*DATASET EXTRACT*
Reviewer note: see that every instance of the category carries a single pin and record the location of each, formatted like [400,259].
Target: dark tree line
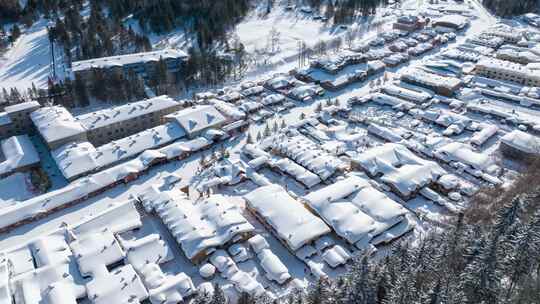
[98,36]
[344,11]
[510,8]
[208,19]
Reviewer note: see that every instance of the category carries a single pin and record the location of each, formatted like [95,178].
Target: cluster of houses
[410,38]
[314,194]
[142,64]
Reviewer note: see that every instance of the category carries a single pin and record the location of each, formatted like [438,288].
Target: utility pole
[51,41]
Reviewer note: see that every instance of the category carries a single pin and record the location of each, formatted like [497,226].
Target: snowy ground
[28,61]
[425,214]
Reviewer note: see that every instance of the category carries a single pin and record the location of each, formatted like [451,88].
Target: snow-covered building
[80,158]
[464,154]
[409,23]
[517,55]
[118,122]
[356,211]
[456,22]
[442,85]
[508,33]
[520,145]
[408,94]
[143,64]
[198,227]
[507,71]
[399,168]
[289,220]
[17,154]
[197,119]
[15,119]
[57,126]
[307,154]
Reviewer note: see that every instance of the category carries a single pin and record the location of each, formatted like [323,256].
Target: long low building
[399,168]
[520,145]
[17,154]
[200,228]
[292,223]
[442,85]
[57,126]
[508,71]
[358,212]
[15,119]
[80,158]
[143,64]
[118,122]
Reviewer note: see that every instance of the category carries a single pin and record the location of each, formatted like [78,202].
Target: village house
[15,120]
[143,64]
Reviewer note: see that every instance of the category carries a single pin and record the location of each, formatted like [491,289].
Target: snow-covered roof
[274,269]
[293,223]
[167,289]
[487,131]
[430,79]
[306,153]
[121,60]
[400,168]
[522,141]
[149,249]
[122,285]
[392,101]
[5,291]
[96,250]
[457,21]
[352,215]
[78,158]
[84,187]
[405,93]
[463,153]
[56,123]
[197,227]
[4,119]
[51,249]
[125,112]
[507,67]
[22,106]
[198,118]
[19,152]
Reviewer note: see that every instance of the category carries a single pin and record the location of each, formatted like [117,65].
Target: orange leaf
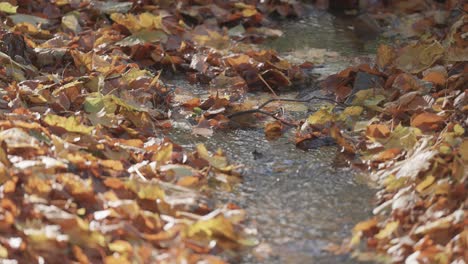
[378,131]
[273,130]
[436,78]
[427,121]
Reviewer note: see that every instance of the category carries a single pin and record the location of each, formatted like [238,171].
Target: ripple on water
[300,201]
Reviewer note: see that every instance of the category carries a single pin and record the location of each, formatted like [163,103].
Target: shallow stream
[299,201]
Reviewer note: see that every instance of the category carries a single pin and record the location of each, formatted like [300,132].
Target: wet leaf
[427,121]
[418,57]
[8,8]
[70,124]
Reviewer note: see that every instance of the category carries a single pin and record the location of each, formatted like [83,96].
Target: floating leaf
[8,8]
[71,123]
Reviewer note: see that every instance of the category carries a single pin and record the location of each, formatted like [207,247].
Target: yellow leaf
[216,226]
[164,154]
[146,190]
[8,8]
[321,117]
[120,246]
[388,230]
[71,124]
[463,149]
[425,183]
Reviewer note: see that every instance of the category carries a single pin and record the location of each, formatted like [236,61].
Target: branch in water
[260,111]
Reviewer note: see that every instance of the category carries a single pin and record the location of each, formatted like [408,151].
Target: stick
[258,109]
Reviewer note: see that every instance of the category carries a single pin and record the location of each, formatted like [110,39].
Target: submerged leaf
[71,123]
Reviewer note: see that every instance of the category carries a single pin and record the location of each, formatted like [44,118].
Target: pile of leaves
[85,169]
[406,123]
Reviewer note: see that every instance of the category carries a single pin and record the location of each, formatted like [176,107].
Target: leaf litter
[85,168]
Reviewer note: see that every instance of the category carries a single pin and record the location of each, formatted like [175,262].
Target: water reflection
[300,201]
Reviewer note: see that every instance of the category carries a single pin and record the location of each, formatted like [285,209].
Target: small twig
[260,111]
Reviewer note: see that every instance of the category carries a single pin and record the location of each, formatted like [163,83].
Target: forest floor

*DIRECTIONS*
Reproduce each line exactly as it appears, omitting the pictures.

*RESPONSE TO THIS TASK*
Reviewer note: see that every instance of the category carries a single pin and record the location of each, formatted like [400,259].
Target: dark tree line
[98,36]
[344,11]
[510,8]
[208,19]
Reviewer note: see that every instance of the category carries a single pin and record the location of each, formatted like [95,178].
Target: cluster of houses
[410,38]
[314,194]
[142,64]
Reviewer note: see that every instance of the category carries a single pin and record the location of each, formatted like [438,288].
Target: utility pole
[51,41]
Reviewer note: see that every instance of the category carries a single pin and record the location of each, formatted like [497,226].
Target: snowy ground
[28,61]
[425,214]
Reviewer note: see that every instance of the category carries a single pin and record the location of each, formatted like [451,88].
Target: snow-covered building
[80,158]
[464,154]
[409,23]
[517,55]
[118,122]
[356,211]
[456,22]
[442,85]
[508,33]
[520,145]
[408,94]
[143,64]
[198,227]
[507,71]
[399,168]
[289,220]
[17,154]
[197,119]
[15,119]
[57,126]
[307,154]
Reviewer note: see that every instance of the category carries a single pin and record the location of each, formatted like [323,256].
Target: long low building
[399,168]
[520,145]
[17,154]
[200,228]
[292,223]
[442,85]
[57,126]
[508,71]
[358,212]
[15,119]
[80,158]
[143,64]
[118,122]
Reviewer note: see that every instance of the category carries a single pin and record the location of each, formatted like [78,202].
Target: village house
[15,120]
[143,64]
Reviewer note: see that every instance of the category carries a single pin and record the location of each, formatted like [491,289].
Target: snow-covered roof
[274,269]
[293,223]
[167,289]
[487,131]
[430,79]
[306,153]
[121,60]
[400,168]
[522,141]
[149,249]
[122,285]
[392,101]
[5,291]
[96,250]
[457,21]
[352,215]
[78,158]
[84,187]
[405,93]
[463,153]
[56,123]
[197,227]
[4,119]
[51,249]
[125,112]
[507,67]
[22,106]
[198,118]
[19,152]
Reviewer note: see that every instance of the category carries a single pin and record the location of each, formatted like [117,65].
Target: orange leaf
[378,131]
[273,130]
[436,78]
[427,121]
Reviewer note: see that every instance of the category carries a single pin and record the location of each, formatted like [238,171].
Target: ripple on water
[300,201]
Reviewer note: see that every instance of the category carries a single pin and record the location of each, formatted like [163,103].
Target: shallow stream
[299,201]
Reviewer note: see that every instance of the category carries a single pin and record the location of each, formatted like [300,132].
Target: wet leaf
[427,121]
[418,57]
[8,8]
[70,124]
Reviewer note: see that every instance of the category carries a single pin and record the location of each, formatted like [83,96].
Target: floating leaf
[8,8]
[71,123]
Reviewer note: see that every instance of the category carries a single pin and record the location of each, formatted like [207,247].
Target: yellow leaf
[216,226]
[164,154]
[146,190]
[8,8]
[321,117]
[120,246]
[388,230]
[71,124]
[463,149]
[425,183]
Reviewer note: see that every instance of the category carries a single pin and record the location of each, formatted like [236,61].
Target: branch in water
[260,111]
Reviewer note: see that every instance of the category carries a single pin and record the location of each, formatted like [408,151].
Target: stick
[258,109]
Reviewer note: see that every instance of the category carries a single pin and record the location of each, formatted like [110,39].
Target: submerged leaf
[71,123]
Reviewer note: see that every instance of the category carries a single pin and record the location of each, formatted like [44,118].
Target: pile of leaves
[85,169]
[406,123]
Reviewer note: see that every instance of the category carries a single pin and record the location of each, formatted like [176,107].
Target: leaf litter
[85,168]
Reviewer note: see that every instance of the category carries a single pin and record the location of each, formatted like [175,262].
Target: water reflection
[300,201]
Reviewer note: see that every instance of the category carries a single pin and record the location of each, formatted like [285,209].
Target: small twig
[260,111]
Reviewer note: see that every instance of the category carries a single pin and record the location of each, formatted like [163,83].
Target: forest floor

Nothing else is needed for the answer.